Rewrite the material from its start up to and including the line with "(1023, 638)", keeping the requests unchanged and rescaling only the answer point coordinates by a factor of 2.05, rounded to whole numbers with halves rounded up. Leave the coordinates in the format samples as they are, and omit the picture from your answer.
──────────
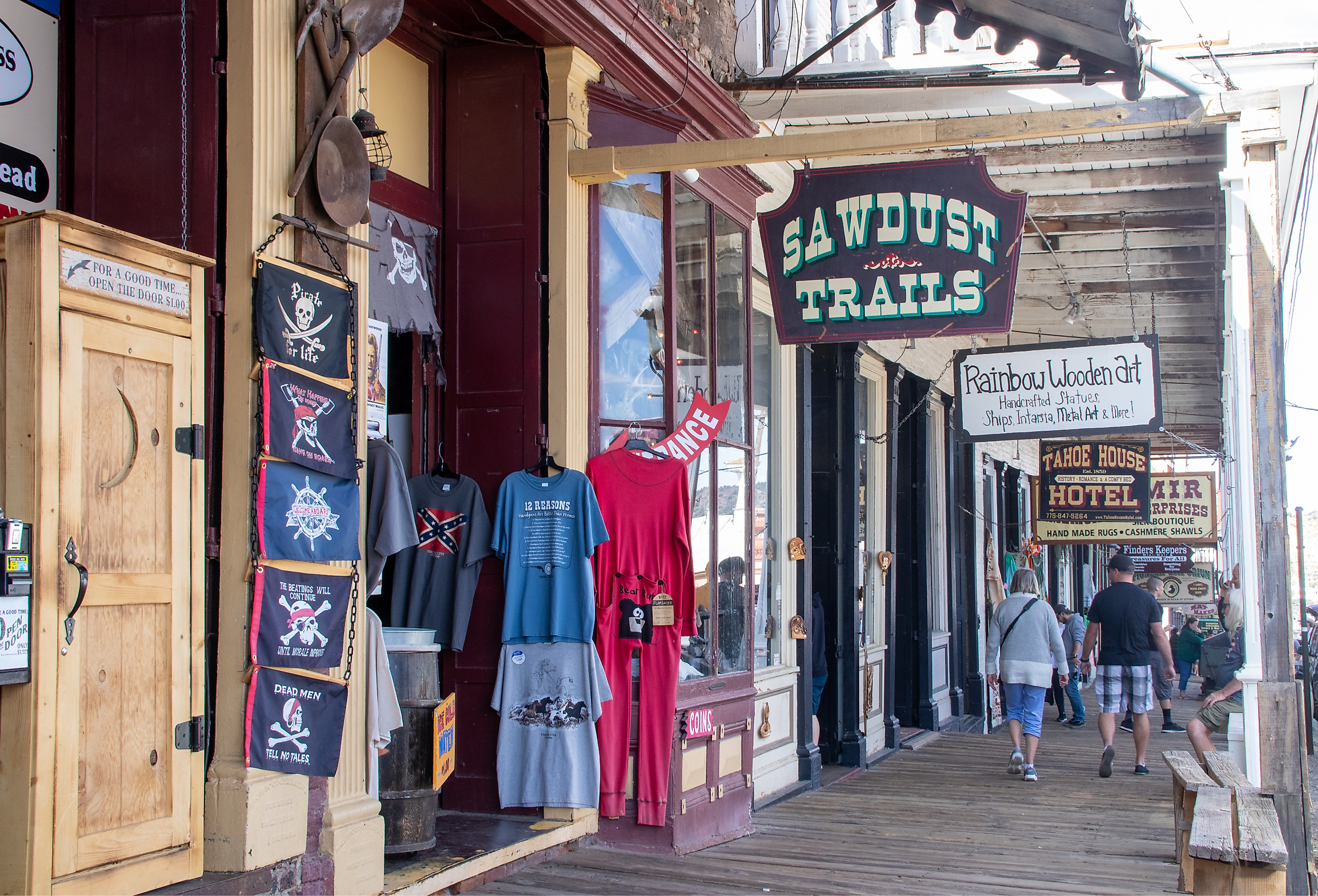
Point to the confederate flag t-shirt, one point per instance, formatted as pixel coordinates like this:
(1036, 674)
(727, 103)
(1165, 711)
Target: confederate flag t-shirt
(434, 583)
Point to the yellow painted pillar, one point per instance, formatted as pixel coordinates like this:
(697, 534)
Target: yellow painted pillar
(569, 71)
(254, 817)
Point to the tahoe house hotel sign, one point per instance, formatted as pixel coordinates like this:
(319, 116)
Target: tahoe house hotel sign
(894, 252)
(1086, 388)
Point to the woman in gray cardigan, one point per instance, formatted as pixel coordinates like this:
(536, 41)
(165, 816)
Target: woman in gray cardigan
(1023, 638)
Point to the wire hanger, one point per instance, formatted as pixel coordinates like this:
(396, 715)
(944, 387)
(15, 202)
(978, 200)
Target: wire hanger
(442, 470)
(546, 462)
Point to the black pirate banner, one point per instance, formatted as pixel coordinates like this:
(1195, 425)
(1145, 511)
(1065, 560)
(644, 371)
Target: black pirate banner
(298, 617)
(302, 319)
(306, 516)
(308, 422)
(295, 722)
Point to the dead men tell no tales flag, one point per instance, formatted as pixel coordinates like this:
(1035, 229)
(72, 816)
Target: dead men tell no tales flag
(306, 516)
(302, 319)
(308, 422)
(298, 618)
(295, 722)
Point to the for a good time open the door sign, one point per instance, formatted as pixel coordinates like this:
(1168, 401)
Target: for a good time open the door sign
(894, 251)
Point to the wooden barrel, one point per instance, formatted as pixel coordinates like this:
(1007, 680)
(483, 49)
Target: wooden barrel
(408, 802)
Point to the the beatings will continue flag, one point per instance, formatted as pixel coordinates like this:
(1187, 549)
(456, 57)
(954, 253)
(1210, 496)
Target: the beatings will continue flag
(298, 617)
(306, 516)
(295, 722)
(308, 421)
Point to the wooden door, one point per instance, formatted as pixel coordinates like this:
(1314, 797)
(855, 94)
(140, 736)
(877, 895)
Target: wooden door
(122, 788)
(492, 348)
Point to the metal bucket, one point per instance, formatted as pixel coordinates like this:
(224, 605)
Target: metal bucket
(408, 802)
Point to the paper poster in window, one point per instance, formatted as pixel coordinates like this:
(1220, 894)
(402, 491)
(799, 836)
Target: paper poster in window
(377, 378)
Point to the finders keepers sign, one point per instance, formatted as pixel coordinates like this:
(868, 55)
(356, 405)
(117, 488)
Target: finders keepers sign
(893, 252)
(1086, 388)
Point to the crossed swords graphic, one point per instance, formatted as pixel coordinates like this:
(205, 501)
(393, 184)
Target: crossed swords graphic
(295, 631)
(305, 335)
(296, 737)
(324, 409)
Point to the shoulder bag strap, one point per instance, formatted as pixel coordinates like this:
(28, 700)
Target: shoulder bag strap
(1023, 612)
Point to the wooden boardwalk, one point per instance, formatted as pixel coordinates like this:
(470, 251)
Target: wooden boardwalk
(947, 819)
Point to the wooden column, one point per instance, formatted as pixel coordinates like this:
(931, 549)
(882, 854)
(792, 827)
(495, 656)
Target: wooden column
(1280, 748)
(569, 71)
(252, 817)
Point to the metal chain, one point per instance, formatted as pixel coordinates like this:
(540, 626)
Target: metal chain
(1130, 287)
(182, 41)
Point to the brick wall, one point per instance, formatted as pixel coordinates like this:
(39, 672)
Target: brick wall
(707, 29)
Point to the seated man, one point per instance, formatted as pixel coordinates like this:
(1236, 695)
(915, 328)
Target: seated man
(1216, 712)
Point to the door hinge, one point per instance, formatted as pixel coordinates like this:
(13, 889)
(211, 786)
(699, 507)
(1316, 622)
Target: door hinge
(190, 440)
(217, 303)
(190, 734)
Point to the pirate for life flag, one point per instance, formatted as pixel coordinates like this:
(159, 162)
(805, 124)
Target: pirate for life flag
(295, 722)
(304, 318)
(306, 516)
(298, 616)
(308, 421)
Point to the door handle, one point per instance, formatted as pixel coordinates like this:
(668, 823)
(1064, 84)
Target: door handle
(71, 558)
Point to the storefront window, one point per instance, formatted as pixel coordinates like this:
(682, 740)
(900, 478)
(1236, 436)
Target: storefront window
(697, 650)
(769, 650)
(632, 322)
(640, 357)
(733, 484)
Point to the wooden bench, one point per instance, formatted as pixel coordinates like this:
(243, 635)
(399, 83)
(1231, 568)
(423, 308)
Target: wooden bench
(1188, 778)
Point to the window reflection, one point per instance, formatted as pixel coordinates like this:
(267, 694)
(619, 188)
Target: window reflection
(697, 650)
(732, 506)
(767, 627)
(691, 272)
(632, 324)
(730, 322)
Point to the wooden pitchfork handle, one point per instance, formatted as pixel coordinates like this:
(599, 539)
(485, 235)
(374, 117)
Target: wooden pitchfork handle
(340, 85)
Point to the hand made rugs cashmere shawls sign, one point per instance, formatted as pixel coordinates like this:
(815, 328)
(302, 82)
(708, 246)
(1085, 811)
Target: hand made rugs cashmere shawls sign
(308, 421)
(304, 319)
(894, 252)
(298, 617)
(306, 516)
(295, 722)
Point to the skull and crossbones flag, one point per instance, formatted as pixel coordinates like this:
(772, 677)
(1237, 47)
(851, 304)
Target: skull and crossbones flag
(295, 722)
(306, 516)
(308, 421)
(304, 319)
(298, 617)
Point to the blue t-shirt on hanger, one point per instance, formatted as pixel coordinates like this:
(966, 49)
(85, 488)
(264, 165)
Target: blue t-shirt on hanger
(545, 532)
──────────
** RESULT FOR THIS TASK **
Point to the confederate flag t-shirt, one point per instance, formatted as pixel coordinates like this:
(1036, 674)
(727, 103)
(1165, 711)
Target: confederate flag t-shirt
(890, 1195)
Point to the yellow painted pillar, one point per instance, formatted as pixel coordinates like this:
(697, 534)
Target: yellow painted pillar
(1166, 146)
(521, 1675)
Point to the tahoe house hotel sign, one point per instance, formatted as pixel coordinates like this:
(319, 116)
Target: tahoe house hotel sign
(1833, 517)
(2226, 795)
Point to the woman in gray cardigan, one point per instance, formatted as pixel coordinates like this:
(536, 41)
(165, 816)
Target: woman in gray cardigan
(2097, 1308)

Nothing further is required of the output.